▶ _Short problem_
Reproduce all entries precisely, down to the last character.

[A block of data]

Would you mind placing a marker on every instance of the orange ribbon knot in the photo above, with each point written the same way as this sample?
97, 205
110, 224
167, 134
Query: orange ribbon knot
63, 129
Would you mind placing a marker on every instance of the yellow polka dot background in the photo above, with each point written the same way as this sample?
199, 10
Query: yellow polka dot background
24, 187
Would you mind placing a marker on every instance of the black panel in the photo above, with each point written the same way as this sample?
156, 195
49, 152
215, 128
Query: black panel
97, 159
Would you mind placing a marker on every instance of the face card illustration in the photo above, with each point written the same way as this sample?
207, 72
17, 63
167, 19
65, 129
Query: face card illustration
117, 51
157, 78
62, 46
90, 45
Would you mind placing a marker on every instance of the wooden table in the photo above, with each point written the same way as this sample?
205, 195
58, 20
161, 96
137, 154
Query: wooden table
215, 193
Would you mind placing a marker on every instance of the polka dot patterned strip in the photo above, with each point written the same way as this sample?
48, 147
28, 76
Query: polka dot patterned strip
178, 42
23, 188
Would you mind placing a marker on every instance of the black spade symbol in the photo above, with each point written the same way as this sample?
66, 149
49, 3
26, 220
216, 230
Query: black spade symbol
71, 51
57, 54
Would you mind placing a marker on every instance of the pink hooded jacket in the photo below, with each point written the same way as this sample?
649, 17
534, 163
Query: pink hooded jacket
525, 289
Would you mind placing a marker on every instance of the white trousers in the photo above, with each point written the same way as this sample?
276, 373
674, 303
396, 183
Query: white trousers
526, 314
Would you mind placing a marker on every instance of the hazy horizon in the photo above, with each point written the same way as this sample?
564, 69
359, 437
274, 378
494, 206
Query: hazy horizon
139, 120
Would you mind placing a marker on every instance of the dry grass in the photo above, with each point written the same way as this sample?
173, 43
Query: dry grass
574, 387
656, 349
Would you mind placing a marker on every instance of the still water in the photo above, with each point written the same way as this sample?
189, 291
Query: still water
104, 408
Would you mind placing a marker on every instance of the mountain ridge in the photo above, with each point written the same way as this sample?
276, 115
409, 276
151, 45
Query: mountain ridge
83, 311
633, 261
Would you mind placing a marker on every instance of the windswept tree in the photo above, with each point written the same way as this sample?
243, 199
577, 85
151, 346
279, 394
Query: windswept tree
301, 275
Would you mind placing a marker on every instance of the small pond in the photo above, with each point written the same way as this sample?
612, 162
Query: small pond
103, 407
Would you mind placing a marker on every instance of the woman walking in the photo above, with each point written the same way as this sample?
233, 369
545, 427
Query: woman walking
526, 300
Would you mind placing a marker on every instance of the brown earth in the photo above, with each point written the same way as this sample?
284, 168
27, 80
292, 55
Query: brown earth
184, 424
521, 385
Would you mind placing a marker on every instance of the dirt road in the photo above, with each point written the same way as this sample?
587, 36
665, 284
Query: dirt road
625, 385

▶ _Solution to the exercise_
Would you mind placing a marker on every instance of the orange ribbon knot in the photo above, with each point written the same way as this sample?
97, 205
110, 224
167, 134
Query: orange ribbon knot
63, 129
Would you mind placing a marker on every instance of the yellow polka dot background in the photo above, with each point written the same way as this sample?
199, 10
Query: yellow polka dot background
24, 187
Would you mind placing a marker on every instance of the black panel in the photo above, with each point written the same way as this sample?
156, 195
49, 152
215, 128
Query: black panel
97, 159
Would you mind placing a marker on every instance of the face card illustration in the photo above, with each point written the same way as this sample?
207, 72
17, 63
167, 19
65, 129
Query: face card illustration
117, 51
157, 78
62, 46
90, 45
Would you mind placing a marker on every instance of the wooden table in the photo above, with each point written the same way as this sample?
205, 195
58, 20
161, 96
137, 154
Query: wooden table
215, 193
Would you mind placing a marker on every instance of the polka dot patterned strip in the photo above, with each point written the same way as this sample?
48, 147
28, 76
Query: polka dot patterned strip
178, 42
23, 188
Would you mind placing a marker on every instance of the black spade symbol in the photo above, with each point written the same way as this sample?
66, 149
49, 3
26, 220
216, 230
Query: black spade symbol
71, 51
57, 54
Would you mind placing a marker on every instance of the pink hooded jacket in the photo below, with each point written the same way as this sample?
649, 17
534, 163
Query: pink hooded jacket
525, 289
Would you mind placing a marker on every instance of the white trousers in the photo above, with each point written the same way as this sample?
276, 373
674, 303
396, 183
Query: white trousers
526, 314
Would you mind placing a marker on every instance of the hazy horizon in the photo above, with each point written the same way as this sample?
564, 69
359, 437
274, 378
494, 206
Query: hazy horizon
139, 120
Would you mind placing a marker on every instance of the dry grass in the photo above, with each point written the same way as this sample?
173, 43
Query: dry grass
574, 387
656, 349
Would you mind placing a marker on every instance of the still water in the photo above, with each point written the same way as this sample?
189, 291
Query: still water
104, 408
Would you mind placing a marker on every instance of the mountain ridge in the photo above, with each point written the same way as this sample?
276, 115
409, 276
151, 45
Query: mountain ridge
83, 311
633, 261
Would you mind placing a marker on every instance of the windswept tree in the photo above, with each point written the same way as this sample?
243, 199
577, 85
151, 346
279, 394
Query: windswept tree
301, 275
Would you mind placing a marker on every instance of the small pond in the photo above, with each point written the same way as this sample?
612, 162
Query: small pond
103, 407
Would you mind placing a marker on every instance of the woman walking in the photo above, with each point written the same way as this sample?
233, 369
545, 427
Query: woman walking
526, 300
Would you mind placing a marker on every instance of the brown earth in the photo above, with each point written the same way as this sample?
284, 168
27, 80
292, 55
Query: brown earth
184, 424
521, 385
Would you mind placing a marker on every instance of the dirt road in the photo above, with each point written the same way as this sample?
587, 36
665, 284
Query: dirt road
625, 385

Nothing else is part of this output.